エジプト人俳優のオマー・シャリフ(『アラビアのロレンス』『ドクトル・ジバゴ』)が滞在中のカイロのホテルからインタビューに答えていた。かれの宿泊している高層階の部屋は、二面の壁がすべてガラス張りになったすばらしく見晴らしのいい部屋で、窓辺に立つと人々でぎっしり埋まったタフリール広場が見渡せる。

「ほんとうに美しい眺めだ」「エジプトの人たちが、こんなに口々にデモクラシーという言葉を使うのを初めて聞いた。いままで一度も聞いたことがない。この状況が人々を勇気づけ、この言葉、デモクラシーを使わせているのだろう」

かれはこのデモを見届けて、今日、住まいのあるマドリッドに帰るそうだ。「若い人たちがほんとうに礼儀正しく、抗議行動もとてもよく組織化されていて、こんな若者たちがたくさんいてくれて心から誇らしい」

今日のプロテストに対しては軍事力を用いないと軍から宣言があり(国営テレビで放送され)、それを聞いてまだ半信半疑だった人々や、すでに家族を失って引きこもっていた人々なども街頭に出てくる決心をしたようだ。

さっき、電話インタビューを受けていた女生徒は、これが自分にとって生まれて初めて抗議行動だと言い、家族のだれもいままでプロテストにでたことはないが、今日はみんなでいくと言っていた。

2003年2月に「イラクを攻撃するな」デモに行ったときのことを思い出す。ロンドンの路上を200万の市民が埋めた。息子は7歳になったばかりで、自分で描いたウォーモンスターのバナーをもって出た。ノッティングヒルゲイトの駅からサークルラインに乗ると、同じ車両の中にいた少なくない人たちがデモの参加者で、かれのバナーの出来を口々に褒めてくれた。

記録データ

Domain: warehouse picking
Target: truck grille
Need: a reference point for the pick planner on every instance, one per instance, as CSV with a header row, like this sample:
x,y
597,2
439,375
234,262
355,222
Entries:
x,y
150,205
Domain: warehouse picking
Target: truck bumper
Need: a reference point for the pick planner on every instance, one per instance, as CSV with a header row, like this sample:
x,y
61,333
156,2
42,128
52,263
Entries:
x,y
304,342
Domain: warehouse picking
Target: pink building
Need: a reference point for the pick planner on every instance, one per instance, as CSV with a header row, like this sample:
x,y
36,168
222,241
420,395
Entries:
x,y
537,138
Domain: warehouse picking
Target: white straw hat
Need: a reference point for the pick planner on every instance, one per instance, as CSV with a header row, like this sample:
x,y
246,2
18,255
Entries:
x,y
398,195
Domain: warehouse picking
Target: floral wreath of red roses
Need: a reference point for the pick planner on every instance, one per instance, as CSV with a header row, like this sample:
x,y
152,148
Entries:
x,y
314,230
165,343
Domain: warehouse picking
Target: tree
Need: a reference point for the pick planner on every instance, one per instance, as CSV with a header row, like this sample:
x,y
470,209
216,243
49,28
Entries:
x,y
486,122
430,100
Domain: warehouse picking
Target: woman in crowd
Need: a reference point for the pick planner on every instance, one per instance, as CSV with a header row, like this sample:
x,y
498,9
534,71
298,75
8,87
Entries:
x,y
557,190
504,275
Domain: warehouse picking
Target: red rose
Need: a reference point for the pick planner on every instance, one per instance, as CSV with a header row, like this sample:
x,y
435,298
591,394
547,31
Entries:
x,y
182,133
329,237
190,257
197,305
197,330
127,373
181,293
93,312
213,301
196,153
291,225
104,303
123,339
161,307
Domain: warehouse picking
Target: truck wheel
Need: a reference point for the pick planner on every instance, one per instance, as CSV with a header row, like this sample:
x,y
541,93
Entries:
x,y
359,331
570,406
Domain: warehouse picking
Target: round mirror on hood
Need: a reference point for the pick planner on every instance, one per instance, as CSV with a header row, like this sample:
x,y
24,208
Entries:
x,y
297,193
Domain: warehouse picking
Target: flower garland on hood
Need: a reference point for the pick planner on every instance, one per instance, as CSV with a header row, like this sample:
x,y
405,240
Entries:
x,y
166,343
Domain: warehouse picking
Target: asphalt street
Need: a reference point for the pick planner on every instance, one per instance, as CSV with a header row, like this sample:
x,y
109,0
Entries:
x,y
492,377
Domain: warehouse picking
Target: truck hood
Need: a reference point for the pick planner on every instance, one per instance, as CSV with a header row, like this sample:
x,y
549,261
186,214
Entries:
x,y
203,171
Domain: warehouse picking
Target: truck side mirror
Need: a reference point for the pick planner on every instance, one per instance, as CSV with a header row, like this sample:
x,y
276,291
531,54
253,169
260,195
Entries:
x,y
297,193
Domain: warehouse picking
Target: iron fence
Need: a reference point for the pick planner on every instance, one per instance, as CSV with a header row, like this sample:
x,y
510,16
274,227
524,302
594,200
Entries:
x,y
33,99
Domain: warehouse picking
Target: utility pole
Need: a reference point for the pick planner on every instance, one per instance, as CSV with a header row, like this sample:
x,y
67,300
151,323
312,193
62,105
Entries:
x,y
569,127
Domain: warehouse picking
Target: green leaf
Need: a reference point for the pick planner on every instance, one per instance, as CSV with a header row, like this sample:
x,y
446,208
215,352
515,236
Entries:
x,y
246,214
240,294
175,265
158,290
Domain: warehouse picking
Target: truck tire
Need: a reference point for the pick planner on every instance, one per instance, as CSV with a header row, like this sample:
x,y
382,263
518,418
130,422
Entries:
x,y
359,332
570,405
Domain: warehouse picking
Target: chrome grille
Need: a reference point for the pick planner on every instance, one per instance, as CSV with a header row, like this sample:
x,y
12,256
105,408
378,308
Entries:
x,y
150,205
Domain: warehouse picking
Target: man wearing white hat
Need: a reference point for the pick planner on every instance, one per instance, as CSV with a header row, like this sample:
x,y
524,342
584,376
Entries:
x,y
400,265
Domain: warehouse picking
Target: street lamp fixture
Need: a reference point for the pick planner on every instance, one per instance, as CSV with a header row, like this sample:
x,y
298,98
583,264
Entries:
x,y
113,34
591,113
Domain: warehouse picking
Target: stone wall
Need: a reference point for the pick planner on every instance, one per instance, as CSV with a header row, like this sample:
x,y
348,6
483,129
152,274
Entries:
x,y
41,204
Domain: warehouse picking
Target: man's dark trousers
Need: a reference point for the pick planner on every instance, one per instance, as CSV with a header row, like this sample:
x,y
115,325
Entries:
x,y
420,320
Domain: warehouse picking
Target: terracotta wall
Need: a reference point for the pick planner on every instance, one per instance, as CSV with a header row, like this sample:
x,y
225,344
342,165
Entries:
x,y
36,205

課題
#1 本文によると、オマー・シャリフはデモを見届けた後、どこへ帰るとされていますか。
#2 記録の中で文字列「wall」を含む行は何行ありますか。数だけを答えてください。

解答例
#1 住まいのあるマドリッドです。

#2 2